● **DATA SECTION**:

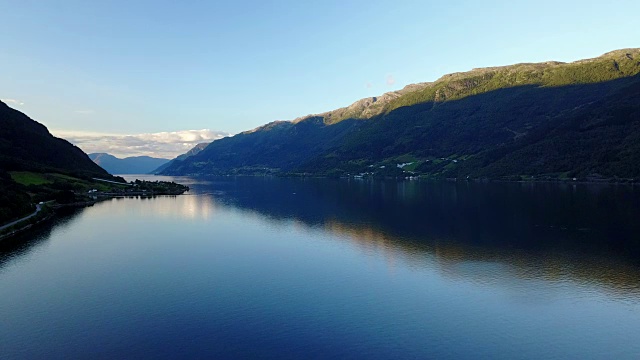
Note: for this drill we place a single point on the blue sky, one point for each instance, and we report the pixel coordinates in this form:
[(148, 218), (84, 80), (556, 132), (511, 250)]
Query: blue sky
[(132, 67)]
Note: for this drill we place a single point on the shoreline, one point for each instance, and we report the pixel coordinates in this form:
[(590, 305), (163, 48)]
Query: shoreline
[(26, 223)]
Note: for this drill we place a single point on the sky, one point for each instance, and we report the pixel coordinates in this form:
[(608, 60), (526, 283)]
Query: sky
[(166, 71)]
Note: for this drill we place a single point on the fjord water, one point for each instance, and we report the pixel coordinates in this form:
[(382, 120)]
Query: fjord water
[(295, 268)]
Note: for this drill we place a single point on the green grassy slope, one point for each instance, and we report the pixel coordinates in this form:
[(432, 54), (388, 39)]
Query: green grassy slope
[(485, 122)]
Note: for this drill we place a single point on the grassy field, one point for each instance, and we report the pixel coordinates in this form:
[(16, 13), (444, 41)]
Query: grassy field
[(29, 178)]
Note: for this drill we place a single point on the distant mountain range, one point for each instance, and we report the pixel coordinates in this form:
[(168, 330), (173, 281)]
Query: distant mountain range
[(196, 149), (547, 120), (128, 165)]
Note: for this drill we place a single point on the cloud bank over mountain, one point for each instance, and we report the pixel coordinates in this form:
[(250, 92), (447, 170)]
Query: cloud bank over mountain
[(160, 144)]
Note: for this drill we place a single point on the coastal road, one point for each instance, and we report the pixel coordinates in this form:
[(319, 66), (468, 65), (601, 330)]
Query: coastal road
[(38, 208)]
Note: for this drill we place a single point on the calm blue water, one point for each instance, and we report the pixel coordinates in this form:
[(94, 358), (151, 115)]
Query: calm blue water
[(294, 268)]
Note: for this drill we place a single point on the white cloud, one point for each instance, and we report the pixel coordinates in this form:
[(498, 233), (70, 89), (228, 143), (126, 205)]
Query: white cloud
[(162, 144), (13, 102)]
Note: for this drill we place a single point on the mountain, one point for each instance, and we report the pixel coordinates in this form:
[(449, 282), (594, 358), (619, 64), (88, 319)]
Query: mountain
[(196, 149), (128, 165), (27, 147), (544, 120)]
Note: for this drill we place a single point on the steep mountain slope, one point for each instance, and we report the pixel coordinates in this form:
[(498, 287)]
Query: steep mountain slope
[(485, 122), (27, 145), (196, 149), (128, 165)]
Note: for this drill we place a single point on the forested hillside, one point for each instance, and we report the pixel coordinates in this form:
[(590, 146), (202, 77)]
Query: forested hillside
[(546, 120)]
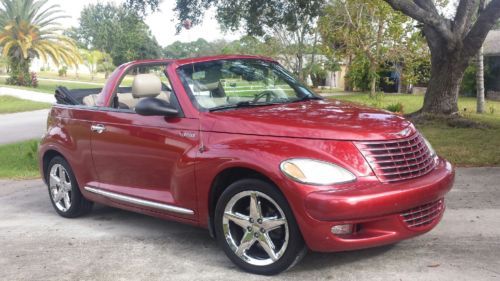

● **THE EXERCISE**:
Count the lines of the records that contain the word "grassy". Give only the number.

● **WRITTEN ANSWER**:
4